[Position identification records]
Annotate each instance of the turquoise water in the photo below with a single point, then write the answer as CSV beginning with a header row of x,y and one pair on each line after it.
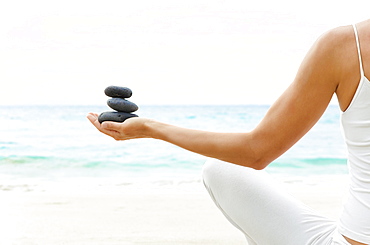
x,y
59,142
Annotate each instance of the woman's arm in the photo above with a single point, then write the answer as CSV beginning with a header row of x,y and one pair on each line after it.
x,y
290,117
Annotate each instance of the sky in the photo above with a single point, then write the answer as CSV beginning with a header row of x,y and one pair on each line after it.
x,y
166,51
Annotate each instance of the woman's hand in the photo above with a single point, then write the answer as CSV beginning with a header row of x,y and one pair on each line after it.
x,y
132,128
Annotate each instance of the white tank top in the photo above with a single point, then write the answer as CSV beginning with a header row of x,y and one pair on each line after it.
x,y
355,219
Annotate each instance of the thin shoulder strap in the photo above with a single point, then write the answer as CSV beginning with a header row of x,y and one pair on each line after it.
x,y
358,50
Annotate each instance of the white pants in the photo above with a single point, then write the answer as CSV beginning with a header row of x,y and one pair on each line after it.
x,y
263,212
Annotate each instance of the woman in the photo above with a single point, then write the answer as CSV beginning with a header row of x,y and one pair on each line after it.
x,y
335,64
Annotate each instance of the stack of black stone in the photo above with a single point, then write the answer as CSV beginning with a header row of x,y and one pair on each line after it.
x,y
123,108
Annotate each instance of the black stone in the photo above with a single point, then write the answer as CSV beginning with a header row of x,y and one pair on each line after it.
x,y
116,91
115,116
122,105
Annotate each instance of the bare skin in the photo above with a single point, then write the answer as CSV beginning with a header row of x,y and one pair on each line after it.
x,y
330,67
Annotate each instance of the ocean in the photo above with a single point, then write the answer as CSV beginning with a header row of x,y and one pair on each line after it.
x,y
58,143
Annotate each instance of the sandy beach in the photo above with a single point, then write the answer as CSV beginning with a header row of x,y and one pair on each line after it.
x,y
83,212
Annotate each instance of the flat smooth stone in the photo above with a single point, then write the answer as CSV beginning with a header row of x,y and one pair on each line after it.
x,y
117,91
115,116
122,105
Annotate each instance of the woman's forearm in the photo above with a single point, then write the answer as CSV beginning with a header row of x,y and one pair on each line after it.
x,y
230,147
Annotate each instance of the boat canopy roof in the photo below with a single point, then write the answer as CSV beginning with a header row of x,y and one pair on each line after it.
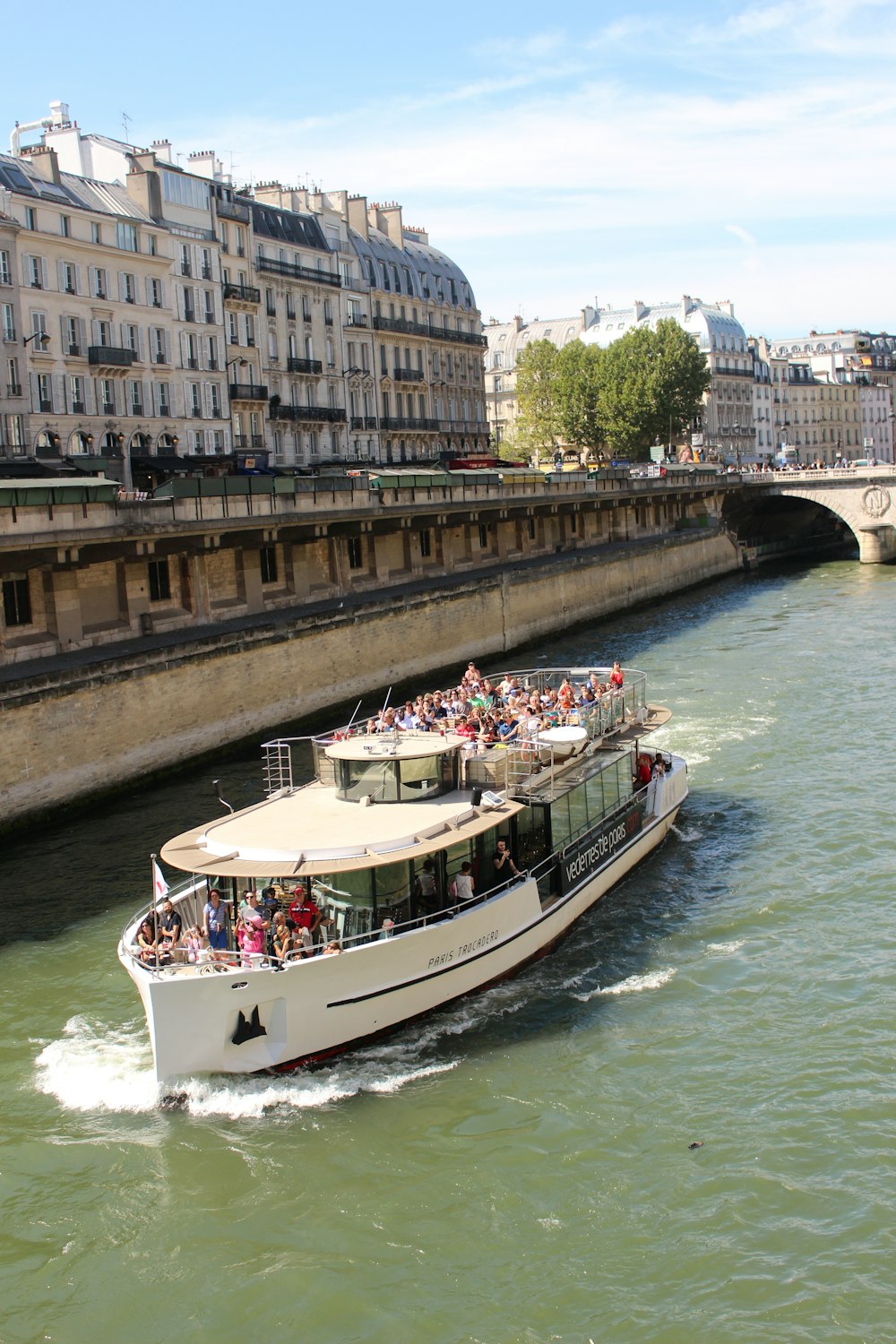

* [To be done]:
Pull out every line from the listing above that contains the string "white", matching case exactly.

* [Answer below]:
Annotate each instance of the white tank top in the photo above with a single point, then write the answer as CSV beginning with a header row of x,y and one pair on each line after it.
Annotate each instance of the white pants in the photo above with a single point, then write the answer as CSV beginning with a header row of x,y and one pair on each line after it.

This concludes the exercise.